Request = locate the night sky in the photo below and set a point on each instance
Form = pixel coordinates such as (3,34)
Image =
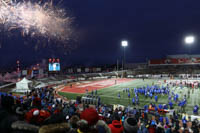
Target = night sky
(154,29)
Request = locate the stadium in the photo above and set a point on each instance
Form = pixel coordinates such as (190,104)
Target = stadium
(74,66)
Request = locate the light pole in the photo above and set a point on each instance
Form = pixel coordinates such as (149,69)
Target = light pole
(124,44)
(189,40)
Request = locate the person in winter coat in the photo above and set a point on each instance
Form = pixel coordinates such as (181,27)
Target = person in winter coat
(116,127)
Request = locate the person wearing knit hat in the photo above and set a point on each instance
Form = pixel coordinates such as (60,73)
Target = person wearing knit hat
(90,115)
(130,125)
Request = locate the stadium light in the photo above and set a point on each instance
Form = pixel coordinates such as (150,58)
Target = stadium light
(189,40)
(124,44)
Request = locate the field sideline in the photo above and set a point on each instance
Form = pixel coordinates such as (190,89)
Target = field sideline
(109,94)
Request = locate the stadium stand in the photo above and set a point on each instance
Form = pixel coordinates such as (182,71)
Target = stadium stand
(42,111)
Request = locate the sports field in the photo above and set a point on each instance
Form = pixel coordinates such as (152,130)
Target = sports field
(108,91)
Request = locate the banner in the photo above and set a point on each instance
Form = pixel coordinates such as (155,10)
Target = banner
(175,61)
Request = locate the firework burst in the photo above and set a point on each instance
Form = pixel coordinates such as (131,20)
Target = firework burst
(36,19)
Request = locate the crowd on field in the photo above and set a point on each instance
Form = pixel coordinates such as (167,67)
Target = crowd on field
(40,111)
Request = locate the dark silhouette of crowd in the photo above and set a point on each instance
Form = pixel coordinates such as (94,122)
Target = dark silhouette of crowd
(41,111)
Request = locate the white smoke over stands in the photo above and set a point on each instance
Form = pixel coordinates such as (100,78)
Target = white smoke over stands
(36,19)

* * *

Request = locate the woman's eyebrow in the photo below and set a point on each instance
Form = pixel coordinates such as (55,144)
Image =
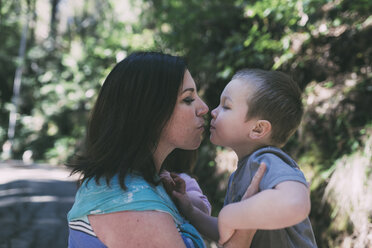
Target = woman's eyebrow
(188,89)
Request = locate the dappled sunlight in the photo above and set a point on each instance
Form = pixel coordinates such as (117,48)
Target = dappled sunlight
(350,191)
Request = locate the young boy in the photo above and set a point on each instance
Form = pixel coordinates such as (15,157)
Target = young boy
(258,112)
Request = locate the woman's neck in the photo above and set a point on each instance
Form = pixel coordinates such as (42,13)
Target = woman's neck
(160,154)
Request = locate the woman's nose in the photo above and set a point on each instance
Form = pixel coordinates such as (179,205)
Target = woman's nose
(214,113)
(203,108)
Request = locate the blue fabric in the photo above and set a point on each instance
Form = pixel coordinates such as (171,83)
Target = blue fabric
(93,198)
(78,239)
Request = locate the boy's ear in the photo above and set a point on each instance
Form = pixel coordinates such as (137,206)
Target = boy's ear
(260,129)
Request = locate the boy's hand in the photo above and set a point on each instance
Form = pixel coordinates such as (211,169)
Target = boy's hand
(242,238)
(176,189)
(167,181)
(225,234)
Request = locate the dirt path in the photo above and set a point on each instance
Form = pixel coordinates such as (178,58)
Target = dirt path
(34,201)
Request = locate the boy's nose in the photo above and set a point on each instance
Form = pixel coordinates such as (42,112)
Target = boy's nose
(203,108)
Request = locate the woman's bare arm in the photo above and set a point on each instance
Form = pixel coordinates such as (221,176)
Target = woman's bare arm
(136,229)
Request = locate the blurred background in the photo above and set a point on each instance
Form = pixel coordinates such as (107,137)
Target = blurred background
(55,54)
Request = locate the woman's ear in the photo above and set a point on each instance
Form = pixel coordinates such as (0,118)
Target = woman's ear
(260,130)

_TASK DETAILS_:
Collect every line of the rows above that contains the word "stands".

_TASK OUTPUT_:
Request = locate the white smoke over stands in the photo above and set a point on each instance
Target = white smoke over stands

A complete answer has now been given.